» **What to work on**:
Return the VectorCombine commit page below word for word, from its title line through the final diff line.

» **Text provided**:
[VectorCombine] allow peeking through an extractelt when creating a vector load

author Sanjay Patel <spatel@rotateright.com>

Wed, 9 Dec 2020 15:35:12 +0000 (10:35 -0500)

committer Sanjay Patel <spatel@rotateright.com>

Wed, 9 Dec 2020 15:36:14 +0000 (10:36 -0500)
author Sanjay Patel <spatel@rotateright.com>
Wed, 9 Dec 2020 15:35:12 +0000 (10:35 -0500)
committer Sanjay Patel <spatel@rotateright.com>
Wed, 9 Dec 2020 15:36:14 +0000 (10:36 -0500)
diff --git a/llvm/lib/Transforms/Vectorize/VectorCombine.cpp b/llvm/lib/Transforms/Vectorize/VectorCombine.cpp

index 5f3d5c7..0d0a338 100644 (file)
--- a/llvm/lib/Transforms/Vectorize/VectorCombine.cpp
+++ b/llvm/lib/Transforms/Vectorize/VectorCombine.cpp
@@ -92,18 +92,25 @@ static void replaceValue(Value &Old, Value &New) {
  }
  
  bool VectorCombine::vectorizeLoadInsert(Instruction &I) {
-  // Match insert into fixed vector of scalar load.

» **Material shown**:
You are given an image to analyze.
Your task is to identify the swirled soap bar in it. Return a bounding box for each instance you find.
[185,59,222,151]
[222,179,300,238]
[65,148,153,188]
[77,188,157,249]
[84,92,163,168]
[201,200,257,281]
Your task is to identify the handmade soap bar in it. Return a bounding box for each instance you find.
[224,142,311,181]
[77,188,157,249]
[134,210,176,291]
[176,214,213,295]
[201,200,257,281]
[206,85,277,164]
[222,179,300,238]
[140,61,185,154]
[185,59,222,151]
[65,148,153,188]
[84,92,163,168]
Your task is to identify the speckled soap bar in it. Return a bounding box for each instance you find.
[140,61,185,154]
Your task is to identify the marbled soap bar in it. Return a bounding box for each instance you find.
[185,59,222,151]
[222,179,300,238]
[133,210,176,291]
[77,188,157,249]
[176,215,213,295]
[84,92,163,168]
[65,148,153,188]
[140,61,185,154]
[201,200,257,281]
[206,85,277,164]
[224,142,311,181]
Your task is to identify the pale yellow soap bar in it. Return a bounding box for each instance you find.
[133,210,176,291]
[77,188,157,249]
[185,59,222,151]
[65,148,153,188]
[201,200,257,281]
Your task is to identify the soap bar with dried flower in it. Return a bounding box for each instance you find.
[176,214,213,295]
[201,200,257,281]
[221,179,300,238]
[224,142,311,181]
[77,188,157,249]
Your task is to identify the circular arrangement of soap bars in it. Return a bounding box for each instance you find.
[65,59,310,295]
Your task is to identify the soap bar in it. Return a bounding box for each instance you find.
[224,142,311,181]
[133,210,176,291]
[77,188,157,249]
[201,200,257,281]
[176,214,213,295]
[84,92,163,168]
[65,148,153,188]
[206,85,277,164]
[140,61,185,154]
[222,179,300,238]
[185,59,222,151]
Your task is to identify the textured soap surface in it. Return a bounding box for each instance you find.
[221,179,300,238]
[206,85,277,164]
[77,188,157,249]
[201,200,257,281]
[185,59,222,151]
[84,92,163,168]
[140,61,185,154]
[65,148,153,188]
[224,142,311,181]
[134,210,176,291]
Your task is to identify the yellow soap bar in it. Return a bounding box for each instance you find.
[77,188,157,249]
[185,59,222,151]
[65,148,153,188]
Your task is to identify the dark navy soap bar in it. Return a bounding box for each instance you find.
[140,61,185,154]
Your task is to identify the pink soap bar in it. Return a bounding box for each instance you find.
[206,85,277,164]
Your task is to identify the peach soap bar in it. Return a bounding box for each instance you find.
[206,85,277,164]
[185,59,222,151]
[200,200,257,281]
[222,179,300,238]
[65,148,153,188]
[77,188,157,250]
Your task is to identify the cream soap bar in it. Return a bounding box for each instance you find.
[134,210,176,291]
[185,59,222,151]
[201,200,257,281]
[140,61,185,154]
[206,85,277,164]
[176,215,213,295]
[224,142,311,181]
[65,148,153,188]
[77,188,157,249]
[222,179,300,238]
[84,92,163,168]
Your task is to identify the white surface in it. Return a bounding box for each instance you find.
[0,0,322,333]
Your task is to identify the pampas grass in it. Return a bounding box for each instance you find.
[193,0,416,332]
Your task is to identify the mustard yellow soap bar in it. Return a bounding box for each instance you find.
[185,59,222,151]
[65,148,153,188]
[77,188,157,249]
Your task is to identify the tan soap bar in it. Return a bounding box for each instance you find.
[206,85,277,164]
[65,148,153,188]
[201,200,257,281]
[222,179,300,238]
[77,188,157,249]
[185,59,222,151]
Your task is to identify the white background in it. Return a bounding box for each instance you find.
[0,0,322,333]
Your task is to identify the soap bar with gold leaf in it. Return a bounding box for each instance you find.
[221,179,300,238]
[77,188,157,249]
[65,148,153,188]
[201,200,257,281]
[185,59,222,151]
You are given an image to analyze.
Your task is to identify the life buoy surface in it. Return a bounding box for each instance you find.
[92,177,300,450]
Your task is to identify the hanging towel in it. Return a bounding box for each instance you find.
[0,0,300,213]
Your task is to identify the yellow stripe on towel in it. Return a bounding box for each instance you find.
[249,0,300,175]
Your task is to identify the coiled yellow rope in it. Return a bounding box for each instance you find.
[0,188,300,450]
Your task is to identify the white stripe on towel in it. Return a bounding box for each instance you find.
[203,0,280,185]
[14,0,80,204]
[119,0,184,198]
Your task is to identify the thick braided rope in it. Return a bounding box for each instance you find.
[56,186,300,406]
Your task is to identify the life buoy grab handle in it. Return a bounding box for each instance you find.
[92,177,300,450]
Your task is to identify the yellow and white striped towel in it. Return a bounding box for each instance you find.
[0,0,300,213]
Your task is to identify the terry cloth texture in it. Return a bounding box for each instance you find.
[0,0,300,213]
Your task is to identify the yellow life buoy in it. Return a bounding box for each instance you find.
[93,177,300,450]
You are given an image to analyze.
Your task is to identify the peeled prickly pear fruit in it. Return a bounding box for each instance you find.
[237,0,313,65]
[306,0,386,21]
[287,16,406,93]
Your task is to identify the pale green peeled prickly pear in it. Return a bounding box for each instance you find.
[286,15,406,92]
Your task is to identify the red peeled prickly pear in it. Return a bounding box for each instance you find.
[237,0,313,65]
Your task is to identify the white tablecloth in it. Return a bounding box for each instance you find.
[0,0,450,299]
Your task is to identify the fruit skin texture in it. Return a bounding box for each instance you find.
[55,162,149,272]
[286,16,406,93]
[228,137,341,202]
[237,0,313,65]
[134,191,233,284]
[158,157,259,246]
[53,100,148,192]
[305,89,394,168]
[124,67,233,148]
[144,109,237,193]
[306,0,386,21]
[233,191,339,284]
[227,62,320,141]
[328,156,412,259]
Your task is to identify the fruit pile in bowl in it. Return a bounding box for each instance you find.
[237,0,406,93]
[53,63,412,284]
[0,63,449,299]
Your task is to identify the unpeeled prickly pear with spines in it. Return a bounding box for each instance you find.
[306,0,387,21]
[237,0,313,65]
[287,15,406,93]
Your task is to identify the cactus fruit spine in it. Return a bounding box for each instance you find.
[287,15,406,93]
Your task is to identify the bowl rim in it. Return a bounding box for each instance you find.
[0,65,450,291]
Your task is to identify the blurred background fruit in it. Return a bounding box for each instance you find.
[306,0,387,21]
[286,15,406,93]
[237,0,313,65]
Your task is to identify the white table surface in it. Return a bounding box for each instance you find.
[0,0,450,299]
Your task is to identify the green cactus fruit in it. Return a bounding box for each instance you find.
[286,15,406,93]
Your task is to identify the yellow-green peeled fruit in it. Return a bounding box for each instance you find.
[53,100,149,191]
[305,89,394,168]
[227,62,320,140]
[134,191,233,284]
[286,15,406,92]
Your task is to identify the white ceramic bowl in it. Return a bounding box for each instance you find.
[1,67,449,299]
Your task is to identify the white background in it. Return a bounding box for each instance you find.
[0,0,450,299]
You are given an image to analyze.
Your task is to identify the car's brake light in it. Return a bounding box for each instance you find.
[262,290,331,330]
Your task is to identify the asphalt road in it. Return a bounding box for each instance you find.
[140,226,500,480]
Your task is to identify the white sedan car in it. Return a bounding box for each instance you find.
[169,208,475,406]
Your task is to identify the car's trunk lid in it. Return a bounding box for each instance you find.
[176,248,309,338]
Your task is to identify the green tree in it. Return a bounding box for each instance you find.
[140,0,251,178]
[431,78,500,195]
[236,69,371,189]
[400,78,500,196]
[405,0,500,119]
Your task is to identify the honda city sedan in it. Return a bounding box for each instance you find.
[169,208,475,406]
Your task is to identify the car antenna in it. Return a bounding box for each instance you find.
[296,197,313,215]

» **Task solution**:
[VectorCombine] allow peeking through an extractelt when creating a vector load

author Sanjay Patel <spatel@rotateright.com>

Wed, 9 Dec 2020 15:35:12 +0000 (10:35 -0500)

committer Sanjay Patel <spatel@rotateright.com>

Wed, 9 Dec 2020 15:36:14 +0000 (10:36 -0500)
author Sanjay Patel <spatel@rotateright.com>
Wed, 9 Dec 2020 15:35:12 +0000 (10:35 -0500)
committer Sanjay Patel <spatel@rotateright.com>
Wed, 9 Dec 2020 15:36:14 +0000 (10:36 -0500)
diff --git a/llvm/lib/Transforms/Vectorize/VectorCombine.cpp b/llvm/lib/Transforms/Vectorize/VectorCombine.cpp

index 5f3d5c7..0d0a338 100644 (file)
--- a/llvm/lib/Transforms/Vectorize/VectorCombine.cpp
+++ b/llvm/lib/Transforms/Vectorize/VectorCombine.cpp
@@ -92,18 +92,25 @@ static void replaceValue(Value &Old, Value &New) {
  }
  
  bool VectorCombine::vectorizeLoadInsert(Instruction &I) {
-  // Match insert into fixed vector of scalar load.